**TASK TO CARRY OUT**
Entries in the following listing are to be copied exactly as they stand.

**INFORMATION**
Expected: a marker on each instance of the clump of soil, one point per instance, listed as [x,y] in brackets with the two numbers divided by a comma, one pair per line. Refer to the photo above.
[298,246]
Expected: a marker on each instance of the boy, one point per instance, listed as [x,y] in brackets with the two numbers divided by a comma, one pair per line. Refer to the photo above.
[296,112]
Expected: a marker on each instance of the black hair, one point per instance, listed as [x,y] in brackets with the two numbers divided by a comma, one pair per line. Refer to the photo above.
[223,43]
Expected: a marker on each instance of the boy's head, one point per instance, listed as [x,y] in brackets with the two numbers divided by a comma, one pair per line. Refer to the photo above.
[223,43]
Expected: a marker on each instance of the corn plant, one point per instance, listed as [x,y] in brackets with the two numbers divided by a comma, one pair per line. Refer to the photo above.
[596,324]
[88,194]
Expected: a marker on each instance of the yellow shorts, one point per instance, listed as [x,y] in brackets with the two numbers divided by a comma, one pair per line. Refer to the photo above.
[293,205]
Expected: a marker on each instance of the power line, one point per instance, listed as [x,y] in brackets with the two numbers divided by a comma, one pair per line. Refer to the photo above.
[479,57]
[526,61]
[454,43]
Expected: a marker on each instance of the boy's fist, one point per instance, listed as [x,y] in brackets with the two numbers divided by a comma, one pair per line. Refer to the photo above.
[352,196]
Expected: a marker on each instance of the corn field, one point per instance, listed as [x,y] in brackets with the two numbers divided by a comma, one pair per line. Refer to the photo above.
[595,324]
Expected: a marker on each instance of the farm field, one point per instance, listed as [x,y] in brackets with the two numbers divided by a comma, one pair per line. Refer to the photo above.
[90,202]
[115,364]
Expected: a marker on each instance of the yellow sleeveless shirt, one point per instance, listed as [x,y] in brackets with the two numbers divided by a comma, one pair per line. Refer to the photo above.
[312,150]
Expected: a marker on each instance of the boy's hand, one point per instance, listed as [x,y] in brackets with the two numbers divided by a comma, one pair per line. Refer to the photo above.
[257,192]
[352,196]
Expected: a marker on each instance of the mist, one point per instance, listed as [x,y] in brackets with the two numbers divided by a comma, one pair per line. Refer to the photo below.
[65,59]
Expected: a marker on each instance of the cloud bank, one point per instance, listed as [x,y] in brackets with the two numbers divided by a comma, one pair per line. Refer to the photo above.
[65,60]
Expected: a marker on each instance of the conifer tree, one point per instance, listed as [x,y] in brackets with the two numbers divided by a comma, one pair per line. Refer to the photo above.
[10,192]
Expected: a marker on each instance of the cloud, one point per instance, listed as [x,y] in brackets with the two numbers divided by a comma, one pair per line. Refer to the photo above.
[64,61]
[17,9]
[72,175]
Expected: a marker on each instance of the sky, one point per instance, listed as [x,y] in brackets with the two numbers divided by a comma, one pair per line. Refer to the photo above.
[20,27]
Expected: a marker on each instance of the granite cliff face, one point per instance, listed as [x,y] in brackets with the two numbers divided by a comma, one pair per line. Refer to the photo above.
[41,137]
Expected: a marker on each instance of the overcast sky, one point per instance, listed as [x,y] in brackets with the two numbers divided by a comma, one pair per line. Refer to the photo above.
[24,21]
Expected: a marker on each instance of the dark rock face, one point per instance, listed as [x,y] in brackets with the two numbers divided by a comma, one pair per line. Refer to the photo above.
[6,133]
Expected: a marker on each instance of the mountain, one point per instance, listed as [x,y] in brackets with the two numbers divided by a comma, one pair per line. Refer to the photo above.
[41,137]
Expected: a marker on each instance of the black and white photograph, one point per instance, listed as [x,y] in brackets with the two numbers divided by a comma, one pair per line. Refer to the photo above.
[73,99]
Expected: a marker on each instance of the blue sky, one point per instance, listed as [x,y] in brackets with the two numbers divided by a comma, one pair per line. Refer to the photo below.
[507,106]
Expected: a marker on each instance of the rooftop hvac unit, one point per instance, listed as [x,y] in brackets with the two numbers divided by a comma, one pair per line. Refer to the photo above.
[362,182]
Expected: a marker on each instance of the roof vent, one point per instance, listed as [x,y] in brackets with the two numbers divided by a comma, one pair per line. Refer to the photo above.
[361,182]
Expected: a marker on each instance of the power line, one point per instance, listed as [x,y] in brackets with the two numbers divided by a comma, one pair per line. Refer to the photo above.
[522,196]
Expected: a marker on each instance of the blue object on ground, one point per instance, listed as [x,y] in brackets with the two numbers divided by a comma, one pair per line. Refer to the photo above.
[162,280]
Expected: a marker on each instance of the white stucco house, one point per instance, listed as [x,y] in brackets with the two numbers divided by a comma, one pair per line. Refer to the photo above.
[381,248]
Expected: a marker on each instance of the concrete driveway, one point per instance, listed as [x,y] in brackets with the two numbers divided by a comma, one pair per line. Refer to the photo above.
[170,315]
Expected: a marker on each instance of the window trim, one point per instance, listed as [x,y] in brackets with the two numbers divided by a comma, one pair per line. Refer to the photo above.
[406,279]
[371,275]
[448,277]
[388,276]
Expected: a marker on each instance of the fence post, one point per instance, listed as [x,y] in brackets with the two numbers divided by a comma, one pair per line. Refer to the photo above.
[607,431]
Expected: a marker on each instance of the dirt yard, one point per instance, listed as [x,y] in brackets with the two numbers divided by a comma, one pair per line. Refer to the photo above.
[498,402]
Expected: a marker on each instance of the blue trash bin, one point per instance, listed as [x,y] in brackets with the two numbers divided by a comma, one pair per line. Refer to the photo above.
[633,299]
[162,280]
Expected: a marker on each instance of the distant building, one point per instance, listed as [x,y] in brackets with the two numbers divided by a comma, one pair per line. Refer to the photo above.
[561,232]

**WRITTEN REPLY**
Expected: a marker on each instance of the clump of soil, one point per instance, listed as [x,y] in brackets with the two numbers divided by a comma, one pair per line. Refer to the photo above.
[298,246]
Expected: a marker on each instance of the boy, one point per instance, listed as [x,y] in brackets with the two numbers divided by a comma, one pair per line. Refer to the photo above.
[296,112]
Expected: a marker on each instance of the black hair, one point per instance, listed as [x,y] in brackets with the two numbers divided by a comma, one pair per line. Refer to the photo above.
[223,43]
Expected: a marker on each instance of the boy's head, one point per instance, listed as [x,y] in brackets with the two numbers divided by a comma, one pair per line. Refer to the photo above.
[223,43]
Expected: a marker on each instance of the corn plant, one point per instance, listed as [x,y] in brackets with the two numbers divided by a comma, one pair per line. Refer to the photo above.
[596,324]
[88,194]
Expected: a marker on each instance of the yellow shorts, one point per instance, listed as [x,y] in brackets with the two numbers divided by a comma, one pair per line. Refer to the photo above.
[293,205]
Expected: a marker on each instance of the power line, one point per instance, listed as [x,y] in brackets with the two numbers divided by a comma, one pair per line. Refer to the photo above.
[479,57]
[526,61]
[454,43]
Expected: a marker on each instance of the boy's fist, one point per instance, listed as [x,y] in brackets with the two numbers divided by a comma, one pair per line. Refer to the photo above.
[352,196]
Expected: a marker on each instance of the corn field, one point per instance, listed as [x,y] in brackets with the two numbers divided by a comma, one pair per line. Refer to the photo above.
[595,324]
Expected: a marker on each instance of the farm field, one point per instance, listed as [x,y] in brackets with the two numbers divided by a comma, one pair per line. Refer to the photo above.
[90,202]
[115,364]
Expected: a marker on each instance of the yellow sleeveless shirt, one point per instance, listed as [x,y] in brackets with the two numbers divided by a comma, one pair per line. Refer to the photo above.
[312,150]
Expected: a marker on each instance of the boy's hand, one point per instance, listed as [x,y] in brackets with the two numbers divided by a comma, one pair per line. Refer to the photo above.
[257,192]
[352,196]
Expected: a marker on each instance of the mist, one point per instance, listed as [x,y] in brackets with the two numbers divided by a comma, one pair per line. Refer to the photo below.
[65,59]
Expected: a marker on each instance of the cloud bank, one point per instance, listed as [x,y] in brackets with the two numbers divided by a comma, one pair per line. Refer to the photo above.
[65,60]
Expected: a marker on each instance of the conifer tree, one point per instance, listed as [x,y] in brackets with the two numbers divided by a comma, one pair per line. Refer to the photo above.
[10,192]
Expected: a marker on each instance of the cloud, one point per instance, listed as [x,y] in brackets with the two numbers divided by a comma, one pair per line. Refer to the photo above.
[64,61]
[17,9]
[72,175]
Expected: a marker on each instance of the sky, one point per instance, listed as [x,y] in brackets with the two numbers divided by a comma, one pair per line. Refer to the photo above.
[20,27]
Expected: a marker on each instance of the granite cliff face, one point per instance, listed as [x,y] in brackets with the two numbers divided by a comma, one pair per line. Refer to the photo above.
[41,137]
Expected: a marker on each instance of the overcast sky, one point per instance, listed as [x,y] in brackets with the two numbers divided by a comma, one pair per line. Refer to the photo above.
[24,21]
Expected: a marker on each instance of the dark rock face, one point per instance, listed as [x,y] in brackets with the two numbers divided by a comma, one pair per line. Refer to the photo above.
[6,133]
Expected: a marker on each instance of the mountain, one point per instance, listed as [x,y] in brackets with the two numbers divided by a comma, one pair per line. Refer to the photo above.
[41,137]
Expected: a marker on each instance of the black and white photograph, one point per instance, listed as [x,y] in brackets with the two numbers divided by a comma, one pair per line. Refer to the photo above.
[73,99]
Expected: a marker on each instance of the blue sky, one point per instance, listed as [x,y] in brackets with the two numbers divided by a comma, one pair per line. Refer to the photo below.
[507,106]
Expected: a marker on each instance of the rooftop hvac unit, one point per instance, listed as [x,y] in brackets with the two numbers divided by a comma, one pair per line. Refer to the photo above.
[362,182]
Expected: a marker on each instance of the roof vent, one point per instance, listed as [x,y] in brackets with the two numbers divided by a comma, one pair per line. Refer to the photo above.
[361,182]
Expected: a marker on each instance of the power line, one point per instance, listed as [x,y] in brackets with the two numbers divided by a comma, one pair per line. Refer to the photo above.
[522,196]
Expected: a marker on each instance of the blue object on ground, one point per instance, listed as [x,y] in brackets with the two numbers divided by a comma, one pair per line. Refer to the photo above.
[162,280]
Expected: a marker on each instance of the white stucco house, one point per instance, listed as [x,y] in brackets with the two numbers divided by a comma, one pair per line. Refer to the photo above.
[381,248]
Expected: a marker on each instance of the concrete driveway, one point per instance, listed as [x,y] in brackets with the two numbers divided by a comma, one pair per line. Refer to the photo above.
[170,315]
Expected: a marker on each instance of the window trim, one point per instance, listed as [x,y] in brackets with the two numbers divided by a comma, one pair per line. Refer to the photo above.
[406,279]
[371,275]
[448,277]
[388,276]
Expected: a marker on each instance of the fence post, one point per instance, listed as [x,y] in brackets with the two numbers divided by a comma, one pair per line. Refer to the photo above.
[607,431]
Expected: a marker on each instance of the dirt yard, one point per instance, listed as [x,y] in brackets with the two numbers divided by a comma, one pair per line. Refer to the photo above.
[498,402]
Expected: a marker on each instance of the blue trash bin, one point per instance, listed as [x,y] in brackets with the two numbers divided by a comma, one pair per line. Refer to the photo above.
[633,299]
[162,280]
Expected: a marker on each instance of the distant building, one point per instance, listed as [x,y] in brackets with the two numbers divided by a comma, one pair per line. Refer to the photo above.
[561,232]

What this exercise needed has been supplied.